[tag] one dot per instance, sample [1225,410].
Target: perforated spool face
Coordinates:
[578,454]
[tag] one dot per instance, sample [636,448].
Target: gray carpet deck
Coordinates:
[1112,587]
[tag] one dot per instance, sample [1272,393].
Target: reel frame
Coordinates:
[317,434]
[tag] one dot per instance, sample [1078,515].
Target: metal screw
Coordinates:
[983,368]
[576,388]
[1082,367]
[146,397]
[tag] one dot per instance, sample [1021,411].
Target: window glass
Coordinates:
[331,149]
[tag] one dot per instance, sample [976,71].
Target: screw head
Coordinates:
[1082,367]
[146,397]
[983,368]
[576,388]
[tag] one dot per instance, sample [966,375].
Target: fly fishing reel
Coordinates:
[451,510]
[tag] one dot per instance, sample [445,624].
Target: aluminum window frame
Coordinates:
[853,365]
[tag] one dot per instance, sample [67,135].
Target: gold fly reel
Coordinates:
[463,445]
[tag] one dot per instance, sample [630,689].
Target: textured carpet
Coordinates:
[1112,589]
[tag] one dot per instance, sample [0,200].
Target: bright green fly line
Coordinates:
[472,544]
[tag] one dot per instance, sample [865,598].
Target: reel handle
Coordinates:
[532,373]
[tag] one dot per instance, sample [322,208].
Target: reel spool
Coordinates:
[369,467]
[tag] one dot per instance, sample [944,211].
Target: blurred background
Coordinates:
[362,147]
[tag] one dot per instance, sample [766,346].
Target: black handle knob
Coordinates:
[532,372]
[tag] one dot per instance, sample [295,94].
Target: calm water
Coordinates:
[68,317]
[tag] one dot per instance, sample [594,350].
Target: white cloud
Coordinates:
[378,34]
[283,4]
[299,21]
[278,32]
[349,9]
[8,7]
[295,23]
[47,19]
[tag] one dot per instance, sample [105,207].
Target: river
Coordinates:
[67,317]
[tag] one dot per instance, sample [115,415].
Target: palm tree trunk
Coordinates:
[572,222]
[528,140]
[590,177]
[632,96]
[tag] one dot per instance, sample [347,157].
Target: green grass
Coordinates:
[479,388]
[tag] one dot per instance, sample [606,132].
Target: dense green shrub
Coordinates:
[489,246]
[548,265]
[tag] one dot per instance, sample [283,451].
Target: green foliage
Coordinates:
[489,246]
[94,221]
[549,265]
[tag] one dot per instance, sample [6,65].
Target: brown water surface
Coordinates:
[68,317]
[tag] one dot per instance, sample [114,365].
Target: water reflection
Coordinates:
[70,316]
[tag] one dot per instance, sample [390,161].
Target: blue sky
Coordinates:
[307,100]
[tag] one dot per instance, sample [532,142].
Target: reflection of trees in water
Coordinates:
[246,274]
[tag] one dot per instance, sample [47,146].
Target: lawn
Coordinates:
________________________________________
What is expected
Arrange everything in the entries above from the line "[tag] one dot per instance, sample [944,211]." down to the end of the entries as a JSON list of strings, one string per line, with blank lines left out.

In response
[
  "[tag] one dot per instance, sample [944,211].",
  "Target: blurred background",
  "Coordinates:",
  "[362,147]",
  "[tag] one dot per instance, sample [766,346].",
  "Target: black handle knob",
  "Coordinates:",
  "[532,372]",
  "[tag] one dot per instance, sample [295,94].",
  "Target: calm water",
  "Coordinates:",
  "[68,317]",
  "[tag] one dot per instance, sample [594,350].",
  "Target: white cloud",
  "Coordinates:",
  "[378,34]",
  "[283,4]",
  "[299,21]",
  "[278,32]",
  "[349,9]",
  "[8,7]",
  "[295,23]",
  "[47,19]",
  "[tag] one dot per instance, sample [105,207].",
  "Target: river",
  "Coordinates:",
  "[67,317]",
  "[tag] one dot per instance, sample [115,415].",
  "Target: palm tree trunk",
  "Coordinates:",
  "[572,222]",
  "[528,140]",
  "[590,177]",
  "[632,96]",
  "[tag] one dot per instance, sample [347,157].",
  "Target: green grass",
  "Coordinates:",
  "[479,388]",
  "[tag] one dot per instance, sample [606,132].",
  "Target: dense green shrub",
  "Coordinates:",
  "[489,246]",
  "[548,265]",
  "[tag] one dot per instance, sample [283,451].",
  "Target: green foliage",
  "Coordinates:",
  "[489,246]",
  "[94,221]",
  "[549,265]",
  "[tag] one dot per instance, sample [6,65].",
  "Target: brown water surface",
  "Coordinates:",
  "[68,317]",
  "[tag] one dot per instance, sample [114,365].",
  "Target: water reflection",
  "Coordinates:",
  "[70,316]",
  "[tag] one dot per instance, sample [390,161].",
  "Target: blue sky",
  "Coordinates:",
  "[307,100]",
  "[tag] one dot per instance, sample [532,142].",
  "Target: reflection of trees in water",
  "Coordinates:",
  "[246,274]",
  "[tag] one dot per instance, sample [47,146].",
  "Target: lawn",
  "Coordinates:"
]